Friday, Sat, Sun: The next few days are a real delight. The weather is perfect – highs maybe 65, lows in the 50’s, breezy, no clouds and the trees in full color.  My cousins are all married and with kids all the same ages as my kids so it’s a great time to visit.  I go to a soccer game, the end of a 5K run, a local chocolate & wine tasting, buy from a craft fair and shop at the local antiques shops; help (interfere?) with some hay harvesting, take a stab at fixing 2 Windoze machines (bizarre XP SP3 things about not being able to install Beethoven.wm3 after about of hour of disk grinding), and just plain visiting.

 

Monday: I pack up my suitcase, both physical and mental, and prepare to jump back into the fray.  The flight to Nashville is easy – except for my last child is finally going off to public school (we’ve home-schooled all our kids for years with great success), and my wife is in a frenzy getting him ready – and I’m a thousand miles away.  So I get to hear about it between plane flights, in airports, in the cab, etc. The Nashville hotel is nice, and only $150/night for a room twice the size of the NYC $500/night room, and a much nicer neighborhood.

Set exercise A: In the diary passage, what is the nightly rate of the Nashville hotel room?
The diary passage and the listing after it are unrelated material.

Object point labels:
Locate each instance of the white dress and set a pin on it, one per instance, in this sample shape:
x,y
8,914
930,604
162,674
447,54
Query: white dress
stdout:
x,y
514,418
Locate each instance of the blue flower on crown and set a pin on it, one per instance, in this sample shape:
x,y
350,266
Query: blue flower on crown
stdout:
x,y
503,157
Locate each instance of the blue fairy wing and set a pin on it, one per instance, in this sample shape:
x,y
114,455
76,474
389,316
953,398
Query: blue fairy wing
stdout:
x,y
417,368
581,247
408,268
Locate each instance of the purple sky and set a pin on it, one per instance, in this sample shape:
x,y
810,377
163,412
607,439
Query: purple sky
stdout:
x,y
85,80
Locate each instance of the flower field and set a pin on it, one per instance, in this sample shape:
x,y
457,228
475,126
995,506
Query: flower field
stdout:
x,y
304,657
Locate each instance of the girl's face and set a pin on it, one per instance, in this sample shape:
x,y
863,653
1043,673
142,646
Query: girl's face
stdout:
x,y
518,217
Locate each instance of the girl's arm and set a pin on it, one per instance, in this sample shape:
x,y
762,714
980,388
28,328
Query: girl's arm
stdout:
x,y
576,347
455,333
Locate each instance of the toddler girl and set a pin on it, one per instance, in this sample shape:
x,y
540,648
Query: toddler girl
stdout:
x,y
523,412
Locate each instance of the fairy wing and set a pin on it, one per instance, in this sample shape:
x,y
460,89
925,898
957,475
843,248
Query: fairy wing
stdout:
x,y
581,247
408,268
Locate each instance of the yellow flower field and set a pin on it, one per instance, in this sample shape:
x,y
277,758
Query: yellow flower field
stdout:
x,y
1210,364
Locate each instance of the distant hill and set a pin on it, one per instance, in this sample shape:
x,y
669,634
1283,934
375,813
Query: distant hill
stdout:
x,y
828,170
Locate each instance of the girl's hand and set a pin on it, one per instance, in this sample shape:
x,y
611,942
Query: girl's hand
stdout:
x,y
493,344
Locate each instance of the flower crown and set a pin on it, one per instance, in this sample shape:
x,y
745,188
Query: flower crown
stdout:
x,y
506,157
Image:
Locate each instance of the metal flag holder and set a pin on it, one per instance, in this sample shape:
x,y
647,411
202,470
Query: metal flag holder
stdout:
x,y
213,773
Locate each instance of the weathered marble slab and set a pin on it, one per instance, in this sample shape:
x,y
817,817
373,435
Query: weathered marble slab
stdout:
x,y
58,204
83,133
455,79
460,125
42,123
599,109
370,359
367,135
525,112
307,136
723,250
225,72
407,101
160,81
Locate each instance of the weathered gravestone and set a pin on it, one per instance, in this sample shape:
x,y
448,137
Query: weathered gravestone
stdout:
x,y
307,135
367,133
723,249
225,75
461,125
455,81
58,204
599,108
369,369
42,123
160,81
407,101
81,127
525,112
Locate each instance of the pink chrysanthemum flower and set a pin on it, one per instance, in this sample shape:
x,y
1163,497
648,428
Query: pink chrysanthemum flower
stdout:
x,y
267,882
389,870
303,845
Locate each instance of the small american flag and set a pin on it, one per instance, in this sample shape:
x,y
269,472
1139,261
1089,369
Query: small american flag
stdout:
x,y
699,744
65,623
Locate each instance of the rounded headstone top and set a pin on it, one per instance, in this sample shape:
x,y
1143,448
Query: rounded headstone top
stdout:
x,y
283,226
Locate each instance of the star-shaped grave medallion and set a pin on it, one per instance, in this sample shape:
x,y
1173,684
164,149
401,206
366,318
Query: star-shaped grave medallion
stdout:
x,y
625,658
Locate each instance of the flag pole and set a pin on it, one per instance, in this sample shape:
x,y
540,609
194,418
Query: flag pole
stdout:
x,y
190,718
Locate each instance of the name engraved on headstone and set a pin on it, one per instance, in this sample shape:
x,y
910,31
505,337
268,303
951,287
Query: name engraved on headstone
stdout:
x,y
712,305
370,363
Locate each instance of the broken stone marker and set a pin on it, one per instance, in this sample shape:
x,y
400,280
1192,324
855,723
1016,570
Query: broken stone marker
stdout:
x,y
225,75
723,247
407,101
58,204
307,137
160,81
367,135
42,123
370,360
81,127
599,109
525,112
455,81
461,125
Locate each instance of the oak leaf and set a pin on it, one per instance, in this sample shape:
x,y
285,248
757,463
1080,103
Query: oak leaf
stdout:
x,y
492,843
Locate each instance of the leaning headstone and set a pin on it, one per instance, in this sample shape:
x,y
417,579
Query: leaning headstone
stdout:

Set exercise B: Print the listing lines from the line containing "Locate each instance of the name" through the end of the listing.

Written solution A: $150 per night.

Written solution B:
Locate each instance of the name engraved on headstone and set a pin on it, one per instance, in this sample shape:
x,y
910,31
505,337
268,303
951,287
Query: name engraved on headstone
stdout:
x,y
712,305
370,363
Locate each instance of the broken stone marker and set a pin on it, one per instance, in this sample shape:
x,y
400,280
1192,324
855,723
1016,570
Query: broken stone marker
stdout:
x,y
225,75
723,247
407,101
58,204
307,137
160,81
367,135
42,123
370,360
81,127
599,109
525,112
455,81
461,125
Locate each instance of the oak leaf and set a pin on it, one per instance, in this sample shape:
x,y
285,248
757,463
1080,103
Query: oak leaf
stdout:
x,y
492,843
Locate each instance of the leaning headstone and set a pin on it, one per instance, in this sample shape:
x,y
417,579
Query: leaning headstone
stdout:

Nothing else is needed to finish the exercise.